**Work to be completed:** Repeat only the lines from the one holding "For every instance of the sandy" down to the last line of the listing below, including both of those lines.

**Data:**
-*-*-
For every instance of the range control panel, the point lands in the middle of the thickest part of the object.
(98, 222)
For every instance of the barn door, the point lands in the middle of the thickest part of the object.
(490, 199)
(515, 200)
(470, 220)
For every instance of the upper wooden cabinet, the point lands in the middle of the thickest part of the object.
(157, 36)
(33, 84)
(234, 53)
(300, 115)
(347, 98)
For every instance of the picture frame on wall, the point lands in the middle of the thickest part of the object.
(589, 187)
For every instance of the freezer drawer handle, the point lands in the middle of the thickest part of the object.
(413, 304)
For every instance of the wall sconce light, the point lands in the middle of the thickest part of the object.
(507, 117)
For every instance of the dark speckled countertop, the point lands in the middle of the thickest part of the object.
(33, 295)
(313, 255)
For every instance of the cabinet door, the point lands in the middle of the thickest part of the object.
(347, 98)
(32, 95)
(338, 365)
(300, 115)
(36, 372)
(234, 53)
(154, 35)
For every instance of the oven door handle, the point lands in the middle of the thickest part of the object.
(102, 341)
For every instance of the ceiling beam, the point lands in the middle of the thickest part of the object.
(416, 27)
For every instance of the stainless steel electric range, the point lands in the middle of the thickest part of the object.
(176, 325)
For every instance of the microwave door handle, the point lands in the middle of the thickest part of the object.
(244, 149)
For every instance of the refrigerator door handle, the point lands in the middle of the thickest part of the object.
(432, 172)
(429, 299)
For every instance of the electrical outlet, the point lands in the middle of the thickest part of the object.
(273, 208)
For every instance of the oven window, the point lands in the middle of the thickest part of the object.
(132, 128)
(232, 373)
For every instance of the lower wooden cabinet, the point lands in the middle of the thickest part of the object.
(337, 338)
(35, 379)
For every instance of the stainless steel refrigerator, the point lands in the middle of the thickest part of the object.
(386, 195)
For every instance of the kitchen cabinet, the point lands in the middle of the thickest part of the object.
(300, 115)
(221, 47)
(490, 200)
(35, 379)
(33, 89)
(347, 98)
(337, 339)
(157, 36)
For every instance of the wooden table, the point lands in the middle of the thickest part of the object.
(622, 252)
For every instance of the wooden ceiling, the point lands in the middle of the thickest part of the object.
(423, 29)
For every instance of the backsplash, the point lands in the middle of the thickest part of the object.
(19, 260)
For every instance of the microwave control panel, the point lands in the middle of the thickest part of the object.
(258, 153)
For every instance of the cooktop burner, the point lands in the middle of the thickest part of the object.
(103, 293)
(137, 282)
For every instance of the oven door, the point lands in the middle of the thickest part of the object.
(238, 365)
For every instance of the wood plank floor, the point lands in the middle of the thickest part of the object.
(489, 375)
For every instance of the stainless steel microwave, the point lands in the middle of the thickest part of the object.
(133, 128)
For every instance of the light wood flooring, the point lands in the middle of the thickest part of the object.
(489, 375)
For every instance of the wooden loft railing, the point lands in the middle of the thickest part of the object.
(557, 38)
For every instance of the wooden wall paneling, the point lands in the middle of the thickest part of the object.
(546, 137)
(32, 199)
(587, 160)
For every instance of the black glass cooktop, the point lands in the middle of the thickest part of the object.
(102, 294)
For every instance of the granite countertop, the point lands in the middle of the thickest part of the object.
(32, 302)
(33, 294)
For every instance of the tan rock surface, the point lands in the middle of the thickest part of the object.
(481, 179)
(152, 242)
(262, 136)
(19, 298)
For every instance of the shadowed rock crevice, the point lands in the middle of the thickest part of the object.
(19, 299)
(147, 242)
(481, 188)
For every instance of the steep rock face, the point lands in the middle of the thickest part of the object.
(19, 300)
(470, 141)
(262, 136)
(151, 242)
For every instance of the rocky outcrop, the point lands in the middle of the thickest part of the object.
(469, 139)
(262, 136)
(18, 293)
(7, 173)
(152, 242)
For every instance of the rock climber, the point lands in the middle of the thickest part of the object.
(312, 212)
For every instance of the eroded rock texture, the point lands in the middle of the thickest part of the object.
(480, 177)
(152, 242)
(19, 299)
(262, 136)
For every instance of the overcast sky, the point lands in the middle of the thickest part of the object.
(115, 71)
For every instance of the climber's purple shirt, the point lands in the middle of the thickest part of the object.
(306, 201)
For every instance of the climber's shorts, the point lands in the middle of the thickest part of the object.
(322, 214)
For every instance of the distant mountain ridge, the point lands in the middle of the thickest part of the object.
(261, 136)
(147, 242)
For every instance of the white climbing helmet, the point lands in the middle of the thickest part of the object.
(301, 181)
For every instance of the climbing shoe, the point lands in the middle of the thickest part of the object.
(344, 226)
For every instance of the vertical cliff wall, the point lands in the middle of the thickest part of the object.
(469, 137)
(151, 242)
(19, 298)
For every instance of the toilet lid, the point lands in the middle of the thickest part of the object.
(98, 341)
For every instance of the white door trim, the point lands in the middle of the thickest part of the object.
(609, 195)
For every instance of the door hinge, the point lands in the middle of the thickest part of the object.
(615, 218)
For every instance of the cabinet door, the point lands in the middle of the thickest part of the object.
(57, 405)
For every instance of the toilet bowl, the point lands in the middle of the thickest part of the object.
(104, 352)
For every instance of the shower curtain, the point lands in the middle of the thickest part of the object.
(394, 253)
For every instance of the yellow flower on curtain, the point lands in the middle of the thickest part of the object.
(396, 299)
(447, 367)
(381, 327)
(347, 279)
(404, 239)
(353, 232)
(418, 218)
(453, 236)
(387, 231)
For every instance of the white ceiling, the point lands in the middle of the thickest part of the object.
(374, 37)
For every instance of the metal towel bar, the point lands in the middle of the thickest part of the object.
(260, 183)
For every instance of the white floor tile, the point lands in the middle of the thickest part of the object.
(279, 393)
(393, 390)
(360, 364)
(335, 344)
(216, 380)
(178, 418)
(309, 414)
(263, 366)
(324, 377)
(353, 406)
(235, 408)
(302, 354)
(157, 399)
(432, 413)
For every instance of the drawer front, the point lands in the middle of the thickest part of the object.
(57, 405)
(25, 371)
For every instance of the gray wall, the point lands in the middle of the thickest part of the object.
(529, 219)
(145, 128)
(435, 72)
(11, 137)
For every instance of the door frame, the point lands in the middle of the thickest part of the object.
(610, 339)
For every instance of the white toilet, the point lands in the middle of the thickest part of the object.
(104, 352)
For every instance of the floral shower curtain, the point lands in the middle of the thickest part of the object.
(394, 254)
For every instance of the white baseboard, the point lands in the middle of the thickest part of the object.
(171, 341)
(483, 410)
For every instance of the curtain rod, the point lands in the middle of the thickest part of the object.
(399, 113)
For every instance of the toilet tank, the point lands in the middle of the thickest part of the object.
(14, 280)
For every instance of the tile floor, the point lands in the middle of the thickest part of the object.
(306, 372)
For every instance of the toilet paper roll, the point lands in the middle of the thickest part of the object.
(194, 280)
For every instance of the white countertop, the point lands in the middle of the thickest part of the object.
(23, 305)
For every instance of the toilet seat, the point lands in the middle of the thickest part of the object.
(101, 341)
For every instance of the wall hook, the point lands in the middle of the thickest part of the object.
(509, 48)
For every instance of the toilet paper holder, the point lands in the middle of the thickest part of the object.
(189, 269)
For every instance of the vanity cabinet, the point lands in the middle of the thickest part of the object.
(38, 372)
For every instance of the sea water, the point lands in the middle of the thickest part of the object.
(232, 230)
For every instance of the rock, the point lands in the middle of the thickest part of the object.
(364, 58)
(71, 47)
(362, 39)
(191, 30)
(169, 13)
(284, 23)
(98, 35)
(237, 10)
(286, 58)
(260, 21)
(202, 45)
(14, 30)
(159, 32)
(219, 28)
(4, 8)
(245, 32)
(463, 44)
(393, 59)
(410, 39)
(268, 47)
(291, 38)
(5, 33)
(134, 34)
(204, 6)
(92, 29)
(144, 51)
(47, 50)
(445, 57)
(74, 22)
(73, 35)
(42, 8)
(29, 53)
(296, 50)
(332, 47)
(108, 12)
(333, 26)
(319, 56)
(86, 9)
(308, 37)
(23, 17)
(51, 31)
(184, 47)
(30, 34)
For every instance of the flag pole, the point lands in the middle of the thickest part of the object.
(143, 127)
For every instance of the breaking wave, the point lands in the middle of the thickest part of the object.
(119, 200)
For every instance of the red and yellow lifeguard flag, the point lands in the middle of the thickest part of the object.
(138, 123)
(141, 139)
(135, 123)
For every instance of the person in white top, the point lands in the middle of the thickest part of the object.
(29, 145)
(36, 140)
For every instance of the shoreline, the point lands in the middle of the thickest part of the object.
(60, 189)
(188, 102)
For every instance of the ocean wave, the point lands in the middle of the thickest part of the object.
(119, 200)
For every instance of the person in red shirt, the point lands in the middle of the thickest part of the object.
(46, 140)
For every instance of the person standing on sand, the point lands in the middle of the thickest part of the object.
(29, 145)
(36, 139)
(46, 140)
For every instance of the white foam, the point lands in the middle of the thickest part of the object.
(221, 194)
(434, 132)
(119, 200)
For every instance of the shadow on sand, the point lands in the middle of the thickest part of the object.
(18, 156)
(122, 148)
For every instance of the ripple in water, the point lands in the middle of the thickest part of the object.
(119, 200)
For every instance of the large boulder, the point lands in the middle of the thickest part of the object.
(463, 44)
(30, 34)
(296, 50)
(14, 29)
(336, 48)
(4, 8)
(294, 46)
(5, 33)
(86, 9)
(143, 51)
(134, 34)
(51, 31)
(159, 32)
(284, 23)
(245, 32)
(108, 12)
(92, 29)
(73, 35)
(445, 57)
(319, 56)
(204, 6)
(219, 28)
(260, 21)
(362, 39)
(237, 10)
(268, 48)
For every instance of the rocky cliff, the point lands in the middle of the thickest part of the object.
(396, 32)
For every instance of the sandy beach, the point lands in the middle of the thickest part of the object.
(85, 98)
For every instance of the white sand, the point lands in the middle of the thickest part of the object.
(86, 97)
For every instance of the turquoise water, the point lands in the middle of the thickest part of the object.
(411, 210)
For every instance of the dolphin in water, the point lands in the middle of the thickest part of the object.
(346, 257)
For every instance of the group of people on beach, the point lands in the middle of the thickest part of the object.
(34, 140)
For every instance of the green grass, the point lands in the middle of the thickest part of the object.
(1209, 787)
-*-*-
**Complete answer:**
For every instance of the sandy beach, the point lands in the middle of the thickest part of the object.
(85, 98)
For every instance of the white sand, the point lands in the middle of the thickest part of the object.
(86, 97)
For every instance of the turquoise water, the point lands in the middle of the thickest part of the object.
(411, 210)
For every instance of the dolphin in water, the point lands in the middle of the thickest part of the object.
(346, 257)
For every instance of the group of people on beach, the point lands in the middle of the thickest part of the object.
(34, 140)
For every instance of the green grass, the point lands in the middle of the thickest part of the object.
(1209, 787)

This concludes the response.